--- TEXT Enclosed Below ---

If you spend enough time in the media industry then what should be a healthy scepticism can gradually develop into cynicism (probably guilty here), so let's get that side out of the way first with regards to the way rugby in New Zealand is going and finish with twopotential glimmers of light at the end of what has become a long and dark tunnel.
With the daily reportage of rugby here just as likely to be in the financial pages as the sport pages due to the debates about private equity, revenue streams and the All Blacks being valued at hundreds of millions of dollars, everyone now presumably knows the professional game is big business first, second and third.
So when we're being persuaded by New Zealand Rugby to view the upcoming tests against Fiji and Tonga (following the withdrawal of Italy) as a "celebration of Pasifika" when the All Blacks will run up cricket scores against them, many fans may be left wondering whether it was a celebration as much as, well, something a little sadder than that.
It's understood that Fiji coach Vern Cotter had to be convinced that his side playing two tests in seven days away to the second-best side in the world was a good thing given his lack of access to his Europe-based players, the quarantine requirements, and the general strength of his side at this point in the World Cup cycle and we will likely see why in the aftermath in Dunedin and Hamilton.
And yes, I know World Rugby set the schedules for New Zealand Rugby and not the other way around.
Italy, scheduled for two tests, dropped out due to Covid and so Fiji were bumped up from one to two and Tonga invited also.

--- End of Enclosed TEXT ---
--- DATA SHOWN Enclosed Below ---

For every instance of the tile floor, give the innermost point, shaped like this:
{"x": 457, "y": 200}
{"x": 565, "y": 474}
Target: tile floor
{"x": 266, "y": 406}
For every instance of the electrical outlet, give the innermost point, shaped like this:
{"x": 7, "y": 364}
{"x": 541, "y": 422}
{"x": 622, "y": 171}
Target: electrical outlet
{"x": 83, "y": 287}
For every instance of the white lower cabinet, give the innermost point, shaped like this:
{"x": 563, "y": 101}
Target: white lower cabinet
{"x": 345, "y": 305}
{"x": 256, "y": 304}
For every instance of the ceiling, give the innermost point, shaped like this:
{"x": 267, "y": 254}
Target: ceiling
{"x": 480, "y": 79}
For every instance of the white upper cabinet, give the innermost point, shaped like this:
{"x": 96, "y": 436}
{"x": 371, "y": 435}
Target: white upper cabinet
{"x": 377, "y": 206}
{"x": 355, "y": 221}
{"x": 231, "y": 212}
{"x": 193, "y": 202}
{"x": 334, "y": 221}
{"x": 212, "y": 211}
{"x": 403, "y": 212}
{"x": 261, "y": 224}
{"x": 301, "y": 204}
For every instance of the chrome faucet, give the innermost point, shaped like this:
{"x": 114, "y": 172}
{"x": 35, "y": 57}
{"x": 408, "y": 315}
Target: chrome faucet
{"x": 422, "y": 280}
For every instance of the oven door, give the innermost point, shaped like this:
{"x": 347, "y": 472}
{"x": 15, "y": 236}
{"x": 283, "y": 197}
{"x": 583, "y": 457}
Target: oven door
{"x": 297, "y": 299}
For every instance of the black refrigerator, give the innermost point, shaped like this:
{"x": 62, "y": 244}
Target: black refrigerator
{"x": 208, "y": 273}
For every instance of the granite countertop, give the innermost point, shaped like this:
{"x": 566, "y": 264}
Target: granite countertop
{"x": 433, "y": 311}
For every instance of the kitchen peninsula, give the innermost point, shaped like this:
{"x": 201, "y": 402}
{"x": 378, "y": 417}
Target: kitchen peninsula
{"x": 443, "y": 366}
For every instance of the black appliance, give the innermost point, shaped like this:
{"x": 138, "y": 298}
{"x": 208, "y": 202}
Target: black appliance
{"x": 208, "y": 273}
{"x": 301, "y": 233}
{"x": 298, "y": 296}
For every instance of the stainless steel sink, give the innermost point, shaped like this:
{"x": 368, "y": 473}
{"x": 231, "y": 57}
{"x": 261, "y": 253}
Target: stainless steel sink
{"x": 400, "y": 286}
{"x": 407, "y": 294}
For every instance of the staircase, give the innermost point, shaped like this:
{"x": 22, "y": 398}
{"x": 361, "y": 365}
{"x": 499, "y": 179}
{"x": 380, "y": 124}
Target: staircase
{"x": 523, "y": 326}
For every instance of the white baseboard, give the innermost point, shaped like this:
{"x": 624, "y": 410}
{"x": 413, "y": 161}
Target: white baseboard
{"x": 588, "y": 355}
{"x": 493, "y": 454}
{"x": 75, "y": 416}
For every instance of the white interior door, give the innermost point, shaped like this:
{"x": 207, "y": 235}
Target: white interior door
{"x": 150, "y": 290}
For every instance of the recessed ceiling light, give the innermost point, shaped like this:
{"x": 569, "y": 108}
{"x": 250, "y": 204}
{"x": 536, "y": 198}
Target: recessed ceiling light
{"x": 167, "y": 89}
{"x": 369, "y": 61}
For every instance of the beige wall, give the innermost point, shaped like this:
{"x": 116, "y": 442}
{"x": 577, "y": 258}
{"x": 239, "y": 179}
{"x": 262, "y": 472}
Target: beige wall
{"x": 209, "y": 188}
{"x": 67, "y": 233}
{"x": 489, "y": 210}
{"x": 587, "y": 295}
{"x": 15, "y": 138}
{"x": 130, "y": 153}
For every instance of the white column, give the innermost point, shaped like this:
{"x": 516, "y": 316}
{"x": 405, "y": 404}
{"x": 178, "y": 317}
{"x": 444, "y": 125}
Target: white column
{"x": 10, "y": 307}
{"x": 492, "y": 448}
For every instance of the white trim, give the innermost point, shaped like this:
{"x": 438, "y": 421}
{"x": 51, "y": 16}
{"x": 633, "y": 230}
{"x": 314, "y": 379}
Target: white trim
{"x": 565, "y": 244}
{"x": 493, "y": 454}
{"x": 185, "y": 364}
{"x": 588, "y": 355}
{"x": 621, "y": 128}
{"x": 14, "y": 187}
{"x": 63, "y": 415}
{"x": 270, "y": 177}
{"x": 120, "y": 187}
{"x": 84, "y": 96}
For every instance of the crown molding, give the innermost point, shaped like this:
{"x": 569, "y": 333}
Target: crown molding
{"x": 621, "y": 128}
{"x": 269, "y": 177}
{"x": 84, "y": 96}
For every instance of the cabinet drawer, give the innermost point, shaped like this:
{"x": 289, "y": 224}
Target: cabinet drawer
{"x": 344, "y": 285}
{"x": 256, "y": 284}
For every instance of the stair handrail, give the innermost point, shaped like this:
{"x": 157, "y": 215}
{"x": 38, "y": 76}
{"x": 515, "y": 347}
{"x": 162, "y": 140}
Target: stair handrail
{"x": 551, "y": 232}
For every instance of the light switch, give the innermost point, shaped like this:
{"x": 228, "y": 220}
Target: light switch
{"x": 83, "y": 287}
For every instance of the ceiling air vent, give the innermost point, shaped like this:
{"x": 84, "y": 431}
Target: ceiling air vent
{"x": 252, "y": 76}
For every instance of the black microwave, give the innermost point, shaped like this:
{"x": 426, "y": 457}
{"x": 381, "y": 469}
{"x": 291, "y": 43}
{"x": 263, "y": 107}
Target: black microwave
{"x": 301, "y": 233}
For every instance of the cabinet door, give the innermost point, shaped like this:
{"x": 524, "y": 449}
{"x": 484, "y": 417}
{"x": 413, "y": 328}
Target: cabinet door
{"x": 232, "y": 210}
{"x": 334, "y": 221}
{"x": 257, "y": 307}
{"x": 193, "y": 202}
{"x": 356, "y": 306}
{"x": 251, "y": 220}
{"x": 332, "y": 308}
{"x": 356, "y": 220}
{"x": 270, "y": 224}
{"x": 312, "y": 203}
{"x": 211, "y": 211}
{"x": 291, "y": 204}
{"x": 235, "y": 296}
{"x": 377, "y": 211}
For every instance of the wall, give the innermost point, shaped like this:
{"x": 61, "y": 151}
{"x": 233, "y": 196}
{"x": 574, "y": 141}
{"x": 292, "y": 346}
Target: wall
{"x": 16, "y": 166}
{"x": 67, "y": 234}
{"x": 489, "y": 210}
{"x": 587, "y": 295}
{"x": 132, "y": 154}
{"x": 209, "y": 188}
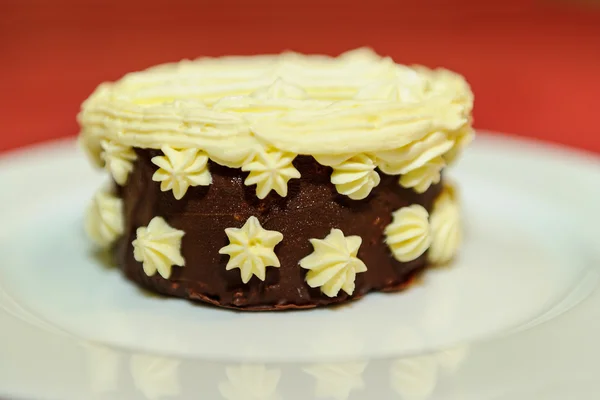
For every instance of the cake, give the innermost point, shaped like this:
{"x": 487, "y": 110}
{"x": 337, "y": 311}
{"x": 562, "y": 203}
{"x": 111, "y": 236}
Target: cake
{"x": 277, "y": 182}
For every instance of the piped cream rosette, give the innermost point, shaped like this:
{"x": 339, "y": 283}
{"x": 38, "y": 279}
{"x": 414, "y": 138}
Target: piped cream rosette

--- End of Enclosed DATA SHOWN ---

REQUIRED WORK:
1. Quote from the rugby commentary the passage that begins with the words containing "It's understood that" and ends with "Dunedin and Hamilton.".
2. Summarize the rugby commentary in two sentences.
3. According to the rugby commentary, who is the coach of Fiji?

RESPONSES TO THE EXERCISE:
1.
It's understood that Fiji coach Vern Cotter had to be convinced that his side playing two tests in seven days away to the second-best side in the world was a good thing given his lack of access to his Europe-based players, the quarantine requirements, and the general strength of his side at this point in the World Cup cycle and we will likely see why in the aftermath in Dunedin and Hamilton.

2. Professional rugby in New Zealand is now big business, and coverage of private equity, revenue streams and the All Blacks' value appears as often in the financial pages as in the sport pages. After Italy withdrew because of Covid, New Zealand Rugby presented the tests against Fiji and Tonga as a "celebration of Pasifika," but the writer expects the All Blacks to run up cricket scores and suggests many fans may see the occasion as something sadder.

3. Vern Cotter.